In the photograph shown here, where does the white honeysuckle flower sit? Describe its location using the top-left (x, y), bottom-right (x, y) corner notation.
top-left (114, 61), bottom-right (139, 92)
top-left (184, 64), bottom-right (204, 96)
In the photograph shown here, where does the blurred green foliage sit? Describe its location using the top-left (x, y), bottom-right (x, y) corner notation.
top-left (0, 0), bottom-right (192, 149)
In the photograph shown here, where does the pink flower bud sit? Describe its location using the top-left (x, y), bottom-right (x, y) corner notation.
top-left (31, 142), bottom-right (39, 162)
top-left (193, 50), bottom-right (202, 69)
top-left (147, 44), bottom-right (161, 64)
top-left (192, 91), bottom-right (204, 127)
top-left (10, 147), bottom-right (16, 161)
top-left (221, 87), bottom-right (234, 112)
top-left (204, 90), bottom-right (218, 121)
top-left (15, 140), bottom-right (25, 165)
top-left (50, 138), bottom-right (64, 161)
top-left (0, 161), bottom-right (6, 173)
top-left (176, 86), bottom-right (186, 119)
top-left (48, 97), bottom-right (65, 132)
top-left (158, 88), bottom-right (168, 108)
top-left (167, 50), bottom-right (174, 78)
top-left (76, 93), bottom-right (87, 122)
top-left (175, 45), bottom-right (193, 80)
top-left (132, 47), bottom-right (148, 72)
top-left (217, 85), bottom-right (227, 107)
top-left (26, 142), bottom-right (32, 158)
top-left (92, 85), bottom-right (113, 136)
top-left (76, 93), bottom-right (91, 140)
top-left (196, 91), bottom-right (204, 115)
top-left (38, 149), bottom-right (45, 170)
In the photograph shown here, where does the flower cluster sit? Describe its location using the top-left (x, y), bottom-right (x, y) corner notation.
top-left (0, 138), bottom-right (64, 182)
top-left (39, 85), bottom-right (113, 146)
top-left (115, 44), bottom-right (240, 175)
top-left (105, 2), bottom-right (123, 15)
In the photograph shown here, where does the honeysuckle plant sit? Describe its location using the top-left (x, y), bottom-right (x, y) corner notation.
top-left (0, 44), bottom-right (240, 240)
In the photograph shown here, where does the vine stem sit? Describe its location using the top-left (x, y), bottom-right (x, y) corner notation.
★ ★ ★ ★ ★
### Objective
Can you rewrite all the items above, swapping every "photograph" for "image" and leaving everything else unchanged?

### Solution to the exercise
In the image shown here, where does the white honeysuckle flower sit? Describe its location using the top-left (x, y), bottom-right (x, y) corner notation.
top-left (114, 61), bottom-right (139, 92)
top-left (184, 64), bottom-right (204, 96)
In the image shown here, where does the blurred green foliage sit? Describe its location using the top-left (x, y), bottom-right (x, y) corner notation.
top-left (0, 0), bottom-right (192, 149)
In the image shown here, where does the pink flower bud sit? Describe its location using the top-left (x, y), bottom-right (x, y) corner notation.
top-left (31, 142), bottom-right (39, 162)
top-left (193, 50), bottom-right (202, 69)
top-left (147, 44), bottom-right (161, 64)
top-left (192, 91), bottom-right (204, 127)
top-left (10, 147), bottom-right (16, 161)
top-left (221, 87), bottom-right (234, 112)
top-left (204, 90), bottom-right (218, 121)
top-left (15, 140), bottom-right (25, 165)
top-left (50, 138), bottom-right (64, 161)
top-left (0, 161), bottom-right (6, 173)
top-left (176, 86), bottom-right (186, 119)
top-left (48, 97), bottom-right (65, 132)
top-left (158, 88), bottom-right (168, 108)
top-left (167, 50), bottom-right (174, 78)
top-left (76, 93), bottom-right (87, 122)
top-left (175, 45), bottom-right (193, 80)
top-left (132, 47), bottom-right (148, 72)
top-left (217, 85), bottom-right (227, 107)
top-left (26, 142), bottom-right (32, 158)
top-left (92, 85), bottom-right (113, 136)
top-left (76, 93), bottom-right (91, 140)
top-left (196, 91), bottom-right (204, 115)
top-left (38, 149), bottom-right (45, 170)
In the image shown here, where does the flower cluster sit? Describe its location using the top-left (x, y), bottom-right (x, y) corner notation.
top-left (0, 138), bottom-right (64, 182)
top-left (39, 85), bottom-right (113, 146)
top-left (115, 44), bottom-right (240, 175)
top-left (105, 2), bottom-right (123, 15)
In the image shown here, where does the honeysuckle plant sit? Describe its location using the top-left (x, y), bottom-right (x, y) corner notation.
top-left (0, 44), bottom-right (240, 240)
In the image shown here, where does the vine stem sit? Describe its location using the top-left (x, y), bottom-right (x, y) corner notation.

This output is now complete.